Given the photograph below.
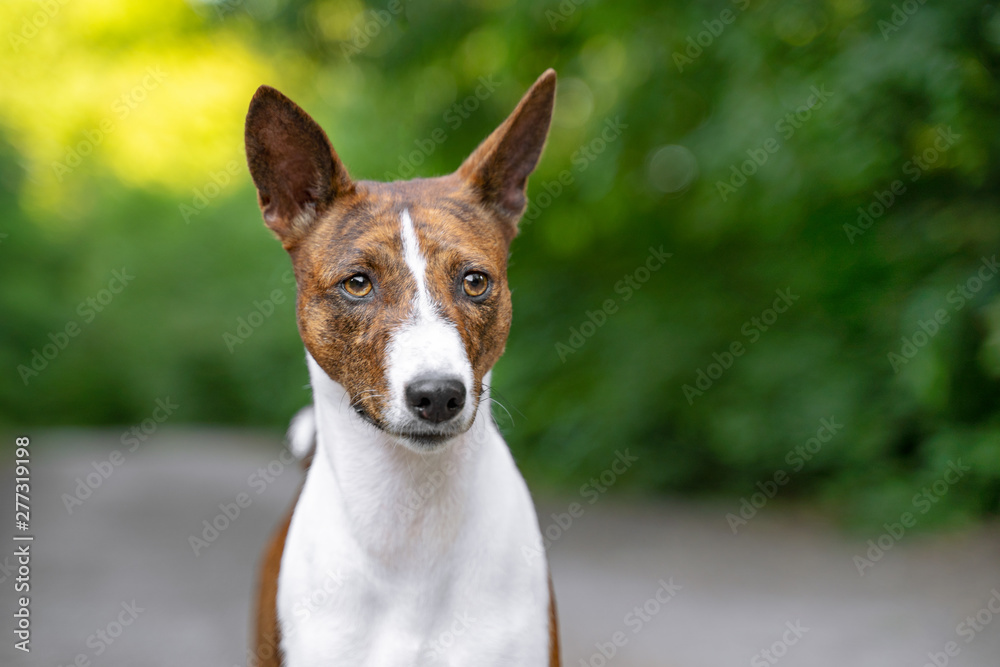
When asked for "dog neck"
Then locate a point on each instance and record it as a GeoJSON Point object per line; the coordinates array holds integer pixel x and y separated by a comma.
{"type": "Point", "coordinates": [400, 506]}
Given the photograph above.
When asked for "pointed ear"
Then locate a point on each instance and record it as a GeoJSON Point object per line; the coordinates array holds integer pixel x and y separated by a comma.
{"type": "Point", "coordinates": [293, 165]}
{"type": "Point", "coordinates": [498, 169]}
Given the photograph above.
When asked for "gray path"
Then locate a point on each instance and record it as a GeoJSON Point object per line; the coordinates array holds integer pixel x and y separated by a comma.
{"type": "Point", "coordinates": [129, 542]}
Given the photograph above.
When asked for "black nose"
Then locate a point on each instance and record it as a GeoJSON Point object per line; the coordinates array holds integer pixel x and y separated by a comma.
{"type": "Point", "coordinates": [435, 399]}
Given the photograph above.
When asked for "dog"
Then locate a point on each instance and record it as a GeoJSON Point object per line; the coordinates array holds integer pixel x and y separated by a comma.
{"type": "Point", "coordinates": [406, 544]}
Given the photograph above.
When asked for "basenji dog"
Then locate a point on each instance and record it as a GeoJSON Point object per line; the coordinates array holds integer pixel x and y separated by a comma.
{"type": "Point", "coordinates": [406, 543]}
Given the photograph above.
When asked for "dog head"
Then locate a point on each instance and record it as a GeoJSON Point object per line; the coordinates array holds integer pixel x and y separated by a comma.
{"type": "Point", "coordinates": [402, 287]}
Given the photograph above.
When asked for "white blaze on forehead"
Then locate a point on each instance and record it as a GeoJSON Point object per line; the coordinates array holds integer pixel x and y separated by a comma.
{"type": "Point", "coordinates": [415, 261]}
{"type": "Point", "coordinates": [426, 344]}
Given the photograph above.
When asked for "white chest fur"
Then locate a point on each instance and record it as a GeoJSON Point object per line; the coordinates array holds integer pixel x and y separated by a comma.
{"type": "Point", "coordinates": [399, 559]}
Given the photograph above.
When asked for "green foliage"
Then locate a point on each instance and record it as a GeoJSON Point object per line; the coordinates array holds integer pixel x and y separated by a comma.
{"type": "Point", "coordinates": [881, 96]}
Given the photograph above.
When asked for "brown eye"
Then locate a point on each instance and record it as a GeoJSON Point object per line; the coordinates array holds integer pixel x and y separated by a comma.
{"type": "Point", "coordinates": [475, 283]}
{"type": "Point", "coordinates": [358, 285]}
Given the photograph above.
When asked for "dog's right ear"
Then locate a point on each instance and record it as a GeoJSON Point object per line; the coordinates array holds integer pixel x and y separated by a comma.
{"type": "Point", "coordinates": [293, 165]}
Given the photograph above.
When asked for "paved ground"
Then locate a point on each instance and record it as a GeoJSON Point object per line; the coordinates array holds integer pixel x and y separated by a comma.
{"type": "Point", "coordinates": [129, 541]}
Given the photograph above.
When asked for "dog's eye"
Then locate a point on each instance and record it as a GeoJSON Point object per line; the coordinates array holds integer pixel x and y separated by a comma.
{"type": "Point", "coordinates": [358, 285]}
{"type": "Point", "coordinates": [475, 283]}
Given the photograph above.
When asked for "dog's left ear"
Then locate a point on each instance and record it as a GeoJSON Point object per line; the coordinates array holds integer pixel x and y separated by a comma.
{"type": "Point", "coordinates": [498, 169]}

= = = = = = =

Given instruction: Copy out the listing exactly as it stands, but not the pictures.

Right answer:
Given the photograph below.
When asked for "dog neck"
Then locate a point on each instance and record it as a GeoJSON Point object per line; the coordinates array holds integer pixel x and y separated by a comma.
{"type": "Point", "coordinates": [400, 506]}
Given the photograph above.
When asked for "pointed ear"
Then locate a point on each instance and record it as a GeoJSON Point object per line; the coordinates array holds integer pixel x and y separated by a comma.
{"type": "Point", "coordinates": [293, 165]}
{"type": "Point", "coordinates": [498, 169]}
Given the photograph above.
When asked for "gray path"
Then locate a point on each instance and record it as a GeoJSON Point object per line; the coordinates array holds integer pixel x and y separated by a comma.
{"type": "Point", "coordinates": [129, 542]}
Given the photograph above.
When asked for "black nose"
Then locate a point on each instance and record it as a GeoJSON Point object per line; the coordinates array holds integer pixel x and y separated by a comma.
{"type": "Point", "coordinates": [435, 399]}
Given the photograph above.
When asked for "dog"
Then locate a point on each instance and record it as a GeoJSON Point object per line; the coordinates array holds integer pixel x and y separated by a comma.
{"type": "Point", "coordinates": [406, 544]}
Given the photograph above.
When asked for "basenji dog"
Then locate a point on each instance and record it as a GeoJSON Point object per line; the coordinates array holds integer pixel x and y separated by a comma.
{"type": "Point", "coordinates": [406, 543]}
Given the photograph above.
When asked for "dog head"
Then locate a point on each instance and record it as a GeoJSON Point object per line; the coordinates array holds integer pixel x and y separated by a comma.
{"type": "Point", "coordinates": [402, 287]}
Given the photograph above.
When asked for "white blaze on forehead"
Then locate a point on each instance and record it as a GeoJSON Point object per line; the coordinates array holds integer pixel x and y separated by a comma.
{"type": "Point", "coordinates": [415, 261]}
{"type": "Point", "coordinates": [426, 344]}
Given the photograph above.
When asked for "white chest fur"
Then locate a point on each instance and record it as a GeoJSON Point object per line; the coordinates array holds integer pixel x and y separated by a comma.
{"type": "Point", "coordinates": [399, 559]}
Given the photograph above.
When asked for "green foliage"
Then locate a point on each instance and record it as a GeoJSON Point object per line; the coordinates array holds integer pixel x and y separated by a comma.
{"type": "Point", "coordinates": [881, 96]}
Given the photograph above.
When asked for "brown eye"
Then locate a point on each instance and record it as a GeoJSON Point object per line; the coordinates array holds integer pixel x and y separated by a comma.
{"type": "Point", "coordinates": [475, 283]}
{"type": "Point", "coordinates": [358, 285]}
Given the photograph above.
When asked for "dog's right ear"
Then locate a point on each instance and record it as a GeoJSON Point object per line; the coordinates array holds integer pixel x and y separated by a comma.
{"type": "Point", "coordinates": [293, 165]}
Given the photograph above.
When asked for "paved ground"
Then locate a point on each instance and record it as a GeoJSON Point object per line; the coordinates array holds integer pixel x and y separated by a comma.
{"type": "Point", "coordinates": [129, 541]}
Given the photograph above.
When asked for "dog's eye"
Then locate a point on each instance and record it as a GeoJSON Point object per line; the coordinates array holds integer pixel x and y separated by a comma.
{"type": "Point", "coordinates": [358, 285]}
{"type": "Point", "coordinates": [475, 283]}
Given the photograph above.
When asked for "dog's left ear"
Then locate a point on each instance and record it as a GeoJSON Point object per line; the coordinates array holds integer pixel x and y separated by a comma.
{"type": "Point", "coordinates": [498, 169]}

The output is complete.